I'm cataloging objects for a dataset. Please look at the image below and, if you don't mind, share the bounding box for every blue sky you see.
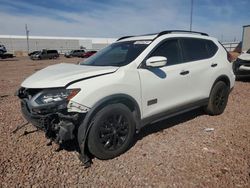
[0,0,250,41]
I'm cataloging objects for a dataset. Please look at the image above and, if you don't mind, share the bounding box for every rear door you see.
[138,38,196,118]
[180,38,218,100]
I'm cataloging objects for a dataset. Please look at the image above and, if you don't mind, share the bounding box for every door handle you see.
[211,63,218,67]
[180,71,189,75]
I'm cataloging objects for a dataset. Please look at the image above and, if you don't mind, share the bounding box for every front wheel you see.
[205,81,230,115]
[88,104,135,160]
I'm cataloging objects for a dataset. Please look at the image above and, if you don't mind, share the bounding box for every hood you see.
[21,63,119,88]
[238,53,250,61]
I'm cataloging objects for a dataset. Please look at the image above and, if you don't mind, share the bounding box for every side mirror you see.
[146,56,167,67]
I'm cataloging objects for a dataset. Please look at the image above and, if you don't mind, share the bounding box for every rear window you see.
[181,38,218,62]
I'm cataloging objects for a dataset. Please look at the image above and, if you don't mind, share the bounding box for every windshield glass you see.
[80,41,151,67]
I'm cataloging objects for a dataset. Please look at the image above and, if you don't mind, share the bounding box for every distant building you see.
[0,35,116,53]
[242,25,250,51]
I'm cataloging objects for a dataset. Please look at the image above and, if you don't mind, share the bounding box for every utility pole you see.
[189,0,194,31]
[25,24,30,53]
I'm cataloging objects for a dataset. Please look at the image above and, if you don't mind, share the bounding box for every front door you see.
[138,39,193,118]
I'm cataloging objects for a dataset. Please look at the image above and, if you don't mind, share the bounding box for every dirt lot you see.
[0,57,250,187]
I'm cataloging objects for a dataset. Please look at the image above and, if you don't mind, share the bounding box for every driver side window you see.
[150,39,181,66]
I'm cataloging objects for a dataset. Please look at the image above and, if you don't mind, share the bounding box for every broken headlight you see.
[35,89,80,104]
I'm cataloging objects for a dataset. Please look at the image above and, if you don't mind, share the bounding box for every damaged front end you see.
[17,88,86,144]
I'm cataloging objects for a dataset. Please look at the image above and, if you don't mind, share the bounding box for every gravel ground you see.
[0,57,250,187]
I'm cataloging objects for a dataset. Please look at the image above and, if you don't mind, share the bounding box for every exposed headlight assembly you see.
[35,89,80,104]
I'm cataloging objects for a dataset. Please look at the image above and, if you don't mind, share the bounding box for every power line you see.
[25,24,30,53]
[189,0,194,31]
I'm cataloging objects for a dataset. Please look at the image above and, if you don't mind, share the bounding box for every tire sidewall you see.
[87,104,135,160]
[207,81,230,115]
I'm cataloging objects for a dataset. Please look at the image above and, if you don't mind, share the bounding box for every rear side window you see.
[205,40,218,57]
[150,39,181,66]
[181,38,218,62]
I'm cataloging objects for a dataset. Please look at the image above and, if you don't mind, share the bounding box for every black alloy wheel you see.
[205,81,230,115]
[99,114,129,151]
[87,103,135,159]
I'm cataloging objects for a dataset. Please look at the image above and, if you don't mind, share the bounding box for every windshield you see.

_Written exercise:_
Copy the entries word for word, from the first line up to and including the line with "[180,71,189,75]". Leave the picture out of your copy.

_The output:_
I'm cataloging objects for a dataset. Please look at the image below and, if you don't mind, share the bounding box for every blue sky you see.
[0,0,250,41]
I'm cataloging objects for a dataset. Please look at the image above and, if you don't mind, share the bounding box for every rear door you see.
[138,38,196,118]
[180,38,218,100]
I'm cataloging objects for a dataset. Please look at the image above and, if you don't mind, share the bounding box for every door handle you see.
[211,63,218,67]
[180,71,189,75]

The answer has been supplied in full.